#### [Data in this exercise]
** begin **

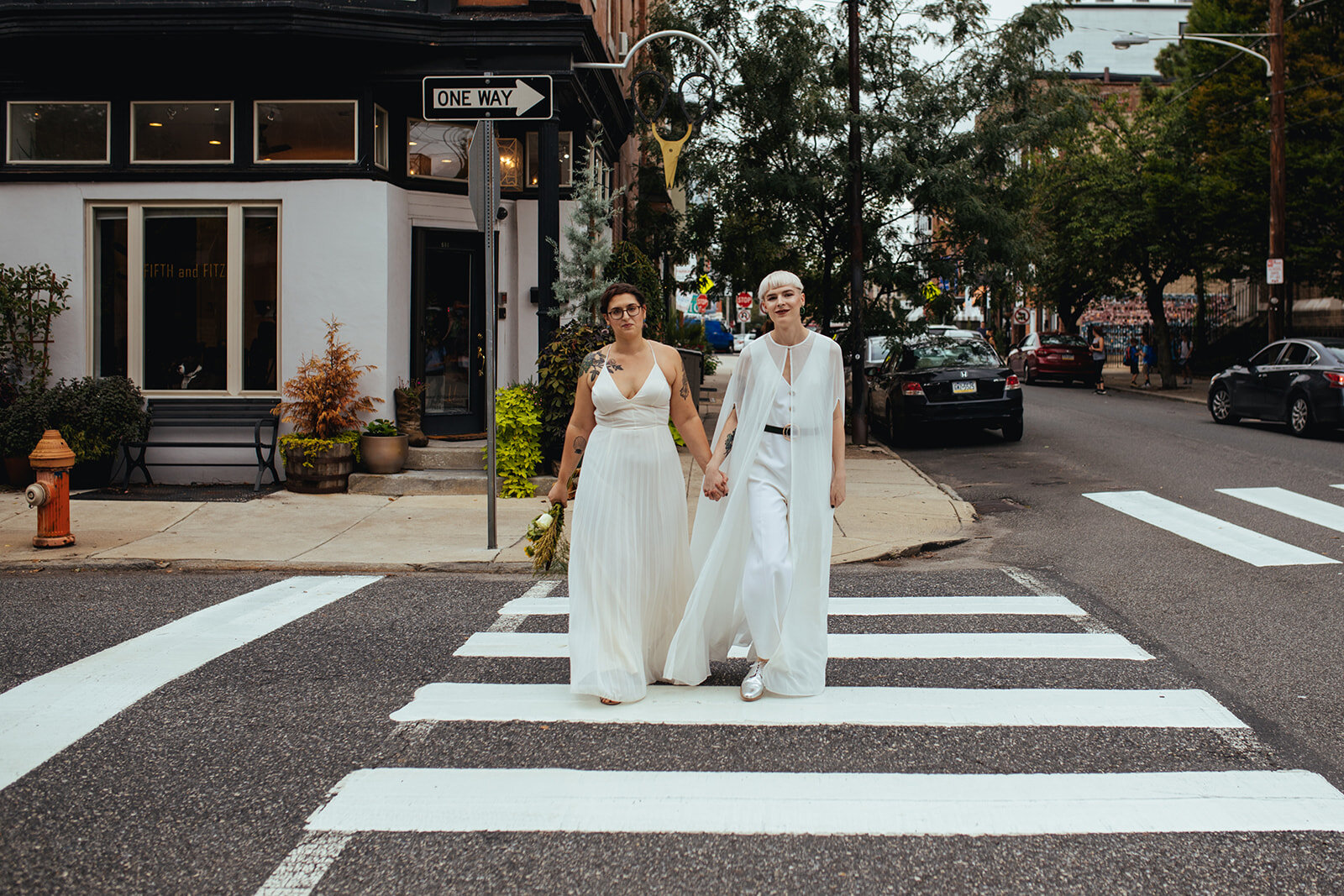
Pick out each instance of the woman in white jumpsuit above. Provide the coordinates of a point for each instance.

** end **
** begin **

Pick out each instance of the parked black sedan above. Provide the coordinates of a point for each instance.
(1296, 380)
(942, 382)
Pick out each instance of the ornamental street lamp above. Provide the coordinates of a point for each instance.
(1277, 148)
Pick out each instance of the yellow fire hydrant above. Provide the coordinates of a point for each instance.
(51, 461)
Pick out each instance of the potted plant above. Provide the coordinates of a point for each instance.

** end **
** begin **

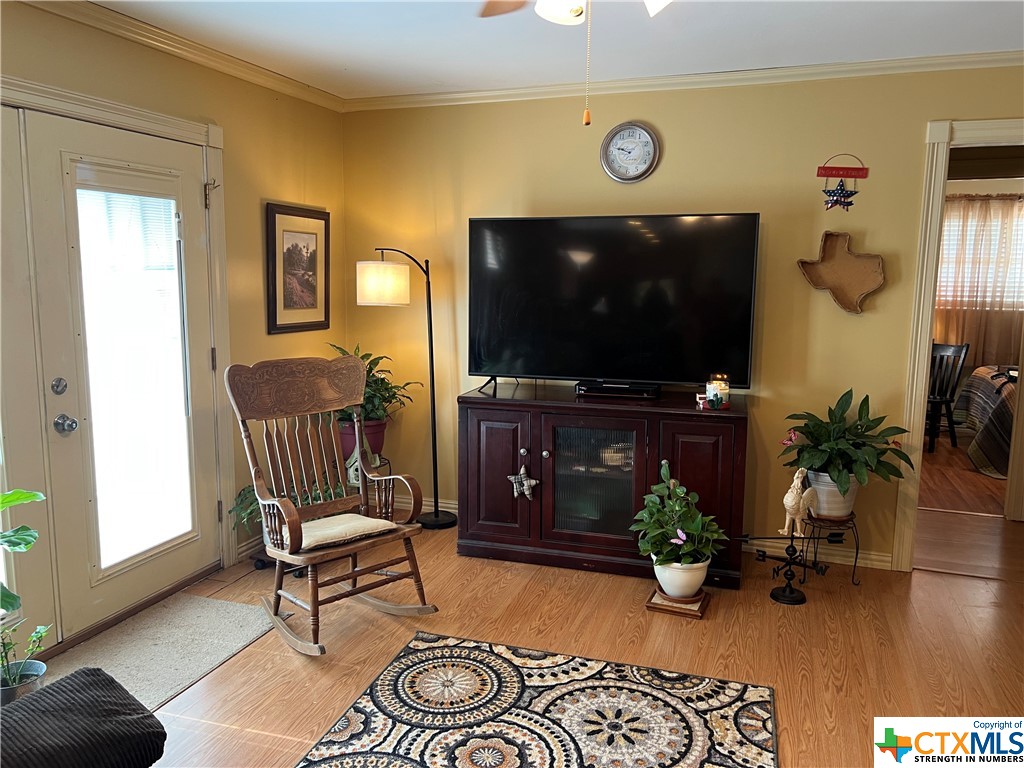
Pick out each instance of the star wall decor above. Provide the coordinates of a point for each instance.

** end **

#### [Your goal]
Extract every line of the records above that contains the word "hydrant", reproducing each line in full.

#### [Written solution]
Pick out each instance of the yellow fire hydrant above. Provide the coordinates of a point for each instance.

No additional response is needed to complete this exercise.